> _TASK ITEM A_:
Answer these questions about the account of the chroot jail experiment:
(i) What command does it give for building software from source?
(ii) With which system and kernel had the writer earlier succeeded using symbolic links?
(iii) What did the writer realize would have needed to be recreated?
> _TASK ITEM B_: Write the next part of the account of the chroot jail experiment, continuing after its last sentence.

> _DOCUMENT TEXT_:
-=-=-=-=-

Unintentionally formatting your system drive is a bad idea

One day, I was playing with a chroot jail. This whole incident has taken place some months ago. I wanted to test if I could install software from user mode because my apt-get was doing a system update. Well, building from source via "apt-get -b source" would have also solved the issue, though dependency handling in this case is not automatic if I understand correctly.

In order for this process to take as little overhead as possible, I wanted to simulate a manual copy-on-write filesystem by creating links to the parts that are common with my root system, and recreating directories which are partially different. I first tried to use symbolic links, but I had to realize that relative links that point outside the sandbox were dysfunctional. Hence I made a hardlink for my root in the chroot. Well, it was a read-only bind-mount to be more exact. Note that I did succeed previously with a different system and kernel (Gentoo 2005.x) by using symbolic links, that's why I gave it a try.

By the time I was done with all that, I had to realize that I would have needed to recreate both the dpkg repositories and its configuration. I decided to postpone this project until next time, because the root apt-get process was finished with the updates. I've thus installed what I needed with a normal root apt-get. Before you ask, I also use aptitude occasionally.

-=-=-=-=-

[Entries taken from a collection]
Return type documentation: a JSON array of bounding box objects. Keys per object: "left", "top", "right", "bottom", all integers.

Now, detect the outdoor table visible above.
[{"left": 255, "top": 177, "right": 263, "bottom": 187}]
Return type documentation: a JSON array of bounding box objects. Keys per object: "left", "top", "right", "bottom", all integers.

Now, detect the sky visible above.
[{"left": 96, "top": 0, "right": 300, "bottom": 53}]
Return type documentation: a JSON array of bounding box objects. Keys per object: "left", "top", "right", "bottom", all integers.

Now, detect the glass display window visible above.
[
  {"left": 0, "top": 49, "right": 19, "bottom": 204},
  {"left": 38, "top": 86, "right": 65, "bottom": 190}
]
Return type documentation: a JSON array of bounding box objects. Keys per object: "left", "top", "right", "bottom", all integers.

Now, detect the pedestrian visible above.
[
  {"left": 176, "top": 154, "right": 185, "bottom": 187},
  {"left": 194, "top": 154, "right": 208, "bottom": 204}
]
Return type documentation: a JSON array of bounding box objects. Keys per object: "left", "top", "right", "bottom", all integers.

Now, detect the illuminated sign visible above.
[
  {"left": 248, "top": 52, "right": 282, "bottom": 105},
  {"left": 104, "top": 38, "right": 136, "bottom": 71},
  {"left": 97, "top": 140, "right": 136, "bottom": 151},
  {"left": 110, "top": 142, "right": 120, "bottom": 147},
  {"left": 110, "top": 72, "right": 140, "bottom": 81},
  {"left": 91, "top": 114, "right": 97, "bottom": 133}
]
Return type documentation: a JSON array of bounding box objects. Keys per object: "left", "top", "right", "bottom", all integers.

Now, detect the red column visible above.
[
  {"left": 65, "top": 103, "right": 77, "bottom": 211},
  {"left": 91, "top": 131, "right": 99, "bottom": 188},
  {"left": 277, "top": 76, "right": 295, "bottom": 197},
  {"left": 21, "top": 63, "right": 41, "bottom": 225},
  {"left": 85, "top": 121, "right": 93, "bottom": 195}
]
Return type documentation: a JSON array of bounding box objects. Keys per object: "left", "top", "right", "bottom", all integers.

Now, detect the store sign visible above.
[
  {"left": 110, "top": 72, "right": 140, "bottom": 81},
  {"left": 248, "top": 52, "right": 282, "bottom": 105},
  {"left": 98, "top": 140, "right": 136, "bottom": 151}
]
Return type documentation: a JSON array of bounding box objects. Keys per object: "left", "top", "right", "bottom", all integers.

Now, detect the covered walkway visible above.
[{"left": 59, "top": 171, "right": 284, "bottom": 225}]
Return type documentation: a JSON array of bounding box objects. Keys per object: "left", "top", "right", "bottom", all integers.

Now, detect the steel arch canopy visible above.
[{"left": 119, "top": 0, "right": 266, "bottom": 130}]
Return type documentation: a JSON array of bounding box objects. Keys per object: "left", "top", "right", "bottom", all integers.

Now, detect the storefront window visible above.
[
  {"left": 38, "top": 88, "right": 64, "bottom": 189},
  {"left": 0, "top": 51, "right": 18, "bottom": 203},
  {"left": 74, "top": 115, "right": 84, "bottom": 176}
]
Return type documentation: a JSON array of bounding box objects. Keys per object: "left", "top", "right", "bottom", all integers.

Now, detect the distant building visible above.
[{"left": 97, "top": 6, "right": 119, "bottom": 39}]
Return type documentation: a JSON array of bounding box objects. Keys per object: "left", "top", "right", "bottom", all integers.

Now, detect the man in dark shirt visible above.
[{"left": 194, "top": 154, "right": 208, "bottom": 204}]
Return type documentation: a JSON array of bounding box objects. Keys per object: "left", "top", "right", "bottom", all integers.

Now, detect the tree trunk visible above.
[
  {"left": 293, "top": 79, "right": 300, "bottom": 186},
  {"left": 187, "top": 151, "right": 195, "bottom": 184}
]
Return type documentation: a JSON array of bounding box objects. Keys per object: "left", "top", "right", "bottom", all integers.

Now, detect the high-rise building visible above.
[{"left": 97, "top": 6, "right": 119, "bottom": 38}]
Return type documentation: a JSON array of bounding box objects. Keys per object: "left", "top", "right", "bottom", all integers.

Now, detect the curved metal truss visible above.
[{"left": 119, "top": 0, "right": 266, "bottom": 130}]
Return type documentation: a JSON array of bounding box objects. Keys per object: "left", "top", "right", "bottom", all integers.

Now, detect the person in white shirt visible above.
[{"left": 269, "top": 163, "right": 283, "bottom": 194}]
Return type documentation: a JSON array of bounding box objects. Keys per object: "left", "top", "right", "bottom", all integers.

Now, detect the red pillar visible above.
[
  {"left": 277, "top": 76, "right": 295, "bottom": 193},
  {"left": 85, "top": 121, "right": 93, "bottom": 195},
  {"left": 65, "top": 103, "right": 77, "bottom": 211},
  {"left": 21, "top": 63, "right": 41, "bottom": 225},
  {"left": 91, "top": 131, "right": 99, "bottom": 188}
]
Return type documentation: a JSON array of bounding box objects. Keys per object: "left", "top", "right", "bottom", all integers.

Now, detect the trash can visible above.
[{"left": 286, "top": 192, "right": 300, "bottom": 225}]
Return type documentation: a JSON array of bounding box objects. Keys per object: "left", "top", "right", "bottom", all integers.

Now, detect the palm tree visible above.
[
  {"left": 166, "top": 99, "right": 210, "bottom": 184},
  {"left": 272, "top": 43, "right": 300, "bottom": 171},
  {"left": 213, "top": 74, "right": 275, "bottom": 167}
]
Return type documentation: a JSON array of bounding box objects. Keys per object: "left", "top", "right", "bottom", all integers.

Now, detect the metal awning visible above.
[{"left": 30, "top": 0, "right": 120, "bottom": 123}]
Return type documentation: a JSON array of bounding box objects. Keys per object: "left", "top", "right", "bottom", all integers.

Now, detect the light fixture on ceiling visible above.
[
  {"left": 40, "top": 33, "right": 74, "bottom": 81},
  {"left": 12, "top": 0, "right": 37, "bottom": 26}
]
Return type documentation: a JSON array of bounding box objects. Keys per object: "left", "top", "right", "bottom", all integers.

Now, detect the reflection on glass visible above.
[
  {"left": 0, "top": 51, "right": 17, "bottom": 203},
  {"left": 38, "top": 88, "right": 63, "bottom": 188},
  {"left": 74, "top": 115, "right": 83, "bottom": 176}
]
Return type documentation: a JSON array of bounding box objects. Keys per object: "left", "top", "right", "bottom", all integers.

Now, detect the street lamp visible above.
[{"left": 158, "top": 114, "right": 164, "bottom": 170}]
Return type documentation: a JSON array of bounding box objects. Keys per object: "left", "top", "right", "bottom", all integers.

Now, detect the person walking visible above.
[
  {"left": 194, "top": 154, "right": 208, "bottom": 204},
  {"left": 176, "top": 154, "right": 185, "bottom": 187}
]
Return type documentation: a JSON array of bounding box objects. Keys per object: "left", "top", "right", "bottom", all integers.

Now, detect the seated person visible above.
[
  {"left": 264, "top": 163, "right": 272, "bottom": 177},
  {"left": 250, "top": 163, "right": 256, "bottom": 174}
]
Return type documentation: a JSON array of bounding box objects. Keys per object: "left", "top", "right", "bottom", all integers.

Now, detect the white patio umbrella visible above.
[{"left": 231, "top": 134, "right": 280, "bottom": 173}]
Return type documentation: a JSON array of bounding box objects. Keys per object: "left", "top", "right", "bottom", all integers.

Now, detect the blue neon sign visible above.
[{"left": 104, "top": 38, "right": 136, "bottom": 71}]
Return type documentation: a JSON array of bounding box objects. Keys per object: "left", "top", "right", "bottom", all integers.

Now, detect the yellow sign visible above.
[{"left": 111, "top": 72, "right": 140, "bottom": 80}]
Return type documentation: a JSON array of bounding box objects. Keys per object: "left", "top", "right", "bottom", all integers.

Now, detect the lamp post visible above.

-=-=-=-=-

> _OUTPUT A_:
(i) "apt-get -b source"
(ii) Gentoo 2005.x
(iii) Both the dpkg repositories and its configuration

> _OUTPUT B_:
Later on, I wanted to have dinner, so I finished my notes, closed windows that I felt I was done with and deleted some temporary files. As didn't think the solution to the problem described earlier was elegant enough and I was considering trying out a real copy-on-write filesystem anyway, I decided to coax the whole thing.

Typing
rm -R sandbox

did the trick, though I was a bit puzzled why it took so long to delete a few hundred kilobytes. Than it hit me. Something deep inside screamed for an immediate abortion. I pressed ctrl-C in less than two seconds, though I was still unsure why. I sit there for a while, and after about ten seconds, I started to feel bad and sweat badly. I was afraid to look at first, but I have started to think about what could happen if a read-only mount could be written to. I listed the root directory and it looked intact, but I knew deleting a few links and some dupes would take way less time. I was too upset to do a detailed analyzes right away, so I had dinner and went for a walk beforehand. Well, for starters, the boot directory was missing, so I know it was a bad idea to shut down the computer...

When I was on the case again, I traversed a few important directories manually with Midnight Commander, and as they seemed all right, I almost got relieved. I was so grateful this time that I've set the most conservative and slowest options possible for my root partition (dirsync,sync,commit=1,...)!

But then I wanted to do something clever with a command line program which I can't recall at the moment, but I know I wanted to activate some exotic function, so I looked it up in the respective manual page. However, as man only returned a manpage not found error, I double-checked my spelling. It still gave me an error, so I thought it may not had a manpage or something. I queried "man man" out of suspicion, and it has also returned an error. That was the point when I started to become anxious.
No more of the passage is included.